(TASK REQUIREMENTS):
In full and without error, repeat the entries below.

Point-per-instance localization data

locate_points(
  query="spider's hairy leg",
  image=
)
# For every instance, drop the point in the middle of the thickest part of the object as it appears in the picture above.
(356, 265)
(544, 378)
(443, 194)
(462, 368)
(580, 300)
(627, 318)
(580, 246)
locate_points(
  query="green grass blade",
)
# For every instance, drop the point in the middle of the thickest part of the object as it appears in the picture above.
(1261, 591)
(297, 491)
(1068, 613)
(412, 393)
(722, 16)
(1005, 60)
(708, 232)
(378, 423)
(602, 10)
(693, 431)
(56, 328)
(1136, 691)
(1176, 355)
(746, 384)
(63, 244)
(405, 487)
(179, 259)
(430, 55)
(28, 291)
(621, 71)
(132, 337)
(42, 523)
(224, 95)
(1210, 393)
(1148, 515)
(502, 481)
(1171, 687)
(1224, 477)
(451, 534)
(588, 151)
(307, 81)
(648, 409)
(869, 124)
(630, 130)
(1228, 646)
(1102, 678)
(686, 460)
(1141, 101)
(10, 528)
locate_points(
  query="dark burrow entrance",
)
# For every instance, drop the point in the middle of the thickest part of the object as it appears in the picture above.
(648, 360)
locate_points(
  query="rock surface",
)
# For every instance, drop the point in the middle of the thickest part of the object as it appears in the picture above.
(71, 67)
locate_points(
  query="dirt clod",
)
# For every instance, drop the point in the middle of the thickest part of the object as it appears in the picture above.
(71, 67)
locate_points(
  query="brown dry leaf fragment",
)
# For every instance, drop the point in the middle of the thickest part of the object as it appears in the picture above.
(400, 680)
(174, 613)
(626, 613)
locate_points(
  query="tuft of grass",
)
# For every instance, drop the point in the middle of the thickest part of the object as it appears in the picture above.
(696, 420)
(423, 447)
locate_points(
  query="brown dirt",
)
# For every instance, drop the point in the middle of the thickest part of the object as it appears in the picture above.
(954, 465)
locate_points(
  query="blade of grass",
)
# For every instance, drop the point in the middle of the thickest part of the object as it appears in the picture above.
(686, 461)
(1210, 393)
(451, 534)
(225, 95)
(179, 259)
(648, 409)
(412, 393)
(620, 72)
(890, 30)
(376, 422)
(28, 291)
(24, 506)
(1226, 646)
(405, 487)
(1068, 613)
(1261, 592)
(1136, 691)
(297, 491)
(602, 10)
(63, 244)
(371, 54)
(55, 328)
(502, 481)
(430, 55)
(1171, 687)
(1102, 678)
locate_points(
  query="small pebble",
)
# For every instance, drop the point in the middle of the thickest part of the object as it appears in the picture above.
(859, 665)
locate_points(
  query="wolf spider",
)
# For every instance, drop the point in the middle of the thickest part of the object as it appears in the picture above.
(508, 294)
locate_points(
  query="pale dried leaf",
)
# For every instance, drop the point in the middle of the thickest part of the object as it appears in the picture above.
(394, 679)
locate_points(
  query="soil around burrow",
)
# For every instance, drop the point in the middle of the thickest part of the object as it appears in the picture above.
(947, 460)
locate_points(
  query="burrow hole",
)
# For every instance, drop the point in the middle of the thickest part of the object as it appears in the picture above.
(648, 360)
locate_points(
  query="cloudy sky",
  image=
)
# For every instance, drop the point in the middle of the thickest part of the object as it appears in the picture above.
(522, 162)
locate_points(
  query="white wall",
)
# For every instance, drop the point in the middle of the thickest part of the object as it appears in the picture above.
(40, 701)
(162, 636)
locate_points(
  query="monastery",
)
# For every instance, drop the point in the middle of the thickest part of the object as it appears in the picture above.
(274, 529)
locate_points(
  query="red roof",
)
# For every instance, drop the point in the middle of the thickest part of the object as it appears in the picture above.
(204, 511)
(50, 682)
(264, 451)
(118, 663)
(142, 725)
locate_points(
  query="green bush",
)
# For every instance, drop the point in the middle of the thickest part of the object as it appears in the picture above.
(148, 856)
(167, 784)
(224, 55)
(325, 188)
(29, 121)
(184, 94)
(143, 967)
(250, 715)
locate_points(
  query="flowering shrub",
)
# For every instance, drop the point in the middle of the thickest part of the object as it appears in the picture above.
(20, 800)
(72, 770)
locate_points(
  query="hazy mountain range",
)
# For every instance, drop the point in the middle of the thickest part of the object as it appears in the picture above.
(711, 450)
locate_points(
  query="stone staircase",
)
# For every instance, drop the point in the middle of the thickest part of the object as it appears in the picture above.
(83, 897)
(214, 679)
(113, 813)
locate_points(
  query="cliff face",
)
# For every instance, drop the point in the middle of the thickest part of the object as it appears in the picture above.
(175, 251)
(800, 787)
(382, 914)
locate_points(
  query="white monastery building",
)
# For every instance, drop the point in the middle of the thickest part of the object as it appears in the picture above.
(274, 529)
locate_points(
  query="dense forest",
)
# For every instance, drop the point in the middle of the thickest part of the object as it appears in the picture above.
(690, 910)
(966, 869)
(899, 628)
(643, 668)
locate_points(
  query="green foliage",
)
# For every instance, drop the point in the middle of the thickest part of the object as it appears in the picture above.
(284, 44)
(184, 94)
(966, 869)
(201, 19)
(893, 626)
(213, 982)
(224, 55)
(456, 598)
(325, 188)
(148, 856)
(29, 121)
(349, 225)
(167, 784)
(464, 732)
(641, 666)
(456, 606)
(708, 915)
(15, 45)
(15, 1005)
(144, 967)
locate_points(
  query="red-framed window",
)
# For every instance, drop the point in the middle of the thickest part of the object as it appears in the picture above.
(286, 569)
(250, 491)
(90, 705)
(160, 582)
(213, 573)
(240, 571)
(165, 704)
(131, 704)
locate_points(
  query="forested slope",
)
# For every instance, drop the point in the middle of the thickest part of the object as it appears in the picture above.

(EXPECTED OUTPUT):
locate_points(
  query="spider's hairy leg",
  image=
)
# For every instance, drop the point in the middle of the thickest part of the object as it appears in the picture above.
(356, 265)
(544, 378)
(443, 194)
(462, 368)
(580, 300)
(627, 318)
(580, 246)
locate_points(
  query="green grass blade",
)
# For every instance, drop the point in the middle of the thickest part of the object as it appears in the picture above.
(1261, 591)
(297, 491)
(1068, 613)
(412, 393)
(722, 16)
(1005, 60)
(708, 232)
(378, 423)
(602, 10)
(693, 431)
(56, 328)
(1136, 691)
(1176, 355)
(746, 384)
(63, 244)
(405, 487)
(179, 259)
(430, 55)
(28, 291)
(621, 71)
(132, 337)
(42, 523)
(224, 95)
(1210, 393)
(1148, 515)
(502, 481)
(1171, 687)
(1224, 477)
(451, 534)
(588, 151)
(307, 81)
(648, 409)
(869, 124)
(630, 130)
(1228, 646)
(1102, 678)
(686, 460)
(1141, 101)
(10, 528)
locate_points(
  query="dark burrow entrance",
)
# For every instance, drop the point in the middle of the thickest part of the object as it appears in the picture above.
(648, 360)
locate_points(
  query="rock surface",
)
# For every instance, drop the point in the middle of the thickest part of the object as it appears in the picture above.
(71, 67)
locate_points(
  query="dirt clod",
)
# For every instance, drop the point in the middle of the thickest part of the object as it appears in the picture above.
(71, 67)
locate_points(
  query="brown dry leaf fragment",
)
# For every instance, drop the point in the middle of the thickest part of the object as it appears in the picture above.
(400, 680)
(174, 613)
(626, 613)
locate_points(
  query="tuft of grass",
)
# For every instance, drop the point in the middle of the thickest part of the object as it appears in the picture above.
(696, 420)
(423, 447)
locate_points(
  query="brown dirt",
)
# For every instance, drop the point in the middle of the thickest part of the object as it appears in the picture above.
(954, 465)
locate_points(
  query="blade of grass",
)
# For every instance, drop the point in the middle of the thickest part of the object as it appears in the picture above.
(686, 461)
(1210, 393)
(451, 534)
(225, 95)
(179, 259)
(648, 409)
(412, 393)
(620, 72)
(890, 30)
(376, 422)
(28, 291)
(24, 506)
(1226, 646)
(405, 487)
(1068, 613)
(1261, 592)
(1136, 691)
(297, 491)
(602, 10)
(63, 244)
(371, 54)
(55, 328)
(502, 481)
(430, 55)
(1171, 687)
(1102, 678)
locate_points(
  query="small pebble",
)
# For every instance, drop the point in the middle of the thickest part of the object as it appears in the picture above.
(859, 665)
locate_points(
  query="wolf spider",
)
# For every instance, drop the point in the middle of the thickest part of the object as it appears in the picture above.
(508, 294)
locate_points(
  query="pale dried leaf",
)
# For every instance, drop the point in the middle of the thickest part of the object as it appears in the picture above.
(394, 679)
locate_points(
  query="soil around burrow",
)
# For every instance, drop the point in the middle of the thickest part of the object as it appears in the picture above.
(947, 460)
locate_points(
  query="burrow hole",
)
# For every instance, drop the point in the middle of the thickest part of the object as it appears in the picture above.
(648, 360)
locate_points(
  query="cloudy sky",
  image=
)
# For every instance, drop the point in the middle of the thickest part of the object as it appears in the picture above.
(522, 162)
locate_points(
  query="white wall",
)
# For every instance, drop the point in the middle of the thickest part of the object as it appears in the picture above.
(40, 701)
(162, 636)
locate_points(
  query="monastery",
)
# For every instance, drop the point in the middle of the thickest part of the object as it appears in the picture above.
(274, 529)
locate_points(
  query="red roof",
)
# For every instance, drop the point in the middle of the thickest part of the object as it appears in the picture above.
(204, 511)
(50, 682)
(264, 451)
(118, 663)
(142, 725)
locate_points(
  query="green bush",
)
# For every instance, drop the point in the middle of the thickest part of the object as it appears in the picture above.
(148, 856)
(167, 784)
(224, 55)
(325, 188)
(29, 121)
(184, 94)
(143, 967)
(250, 715)
locate_points(
  query="flowering shrub",
)
# For every instance, drop the point in the middle of the thickest part of the object as it appears in the picture above.
(20, 800)
(72, 770)
locate_points(
  query="hazy mountain range",
)
# For every instance, drop the point in the middle of the thickest part of the object as it appears in the picture above.
(711, 450)
locate_points(
  query="stone staircase",
)
# For every instance, drop the point in the middle of the thickest part of the object as it appears in the picture above.
(83, 897)
(214, 679)
(113, 813)
locate_points(
  query="cliff face",
)
# For every instance, drop the point in the middle of the thickest part of the object as it appears in the picture above.
(175, 251)
(800, 787)
(382, 914)
locate_points(
  query="white monastery building",
)
# For every instance, drop the point in the middle of the thickest part of the object as it appears in the picture above.
(274, 529)
locate_points(
  query="dense forest",
)
# For every instance, drop the point in the middle of the thickest part of the object as it appears in the picture above.
(690, 910)
(966, 869)
(899, 628)
(643, 668)
locate_points(
  query="green foliage",
)
# For every instance, drop the point in the middle of the thickest part of the object as it appears in the picture above.
(284, 44)
(184, 94)
(966, 869)
(201, 19)
(893, 626)
(213, 982)
(224, 55)
(456, 598)
(325, 188)
(148, 856)
(29, 121)
(349, 225)
(167, 784)
(464, 732)
(641, 666)
(456, 606)
(708, 915)
(15, 45)
(15, 1005)
(144, 967)
locate_points(
  query="red-framed window",
)
# For every instance, drop the point in the middle of the thickest part of the object as it appears in the picture above.
(286, 569)
(250, 491)
(90, 705)
(160, 582)
(213, 573)
(240, 571)
(165, 704)
(131, 704)
locate_points(
  query="forested slope",
)
# For every instance, drop the point in the middle of the thickest part of the object as it appears in the picture above.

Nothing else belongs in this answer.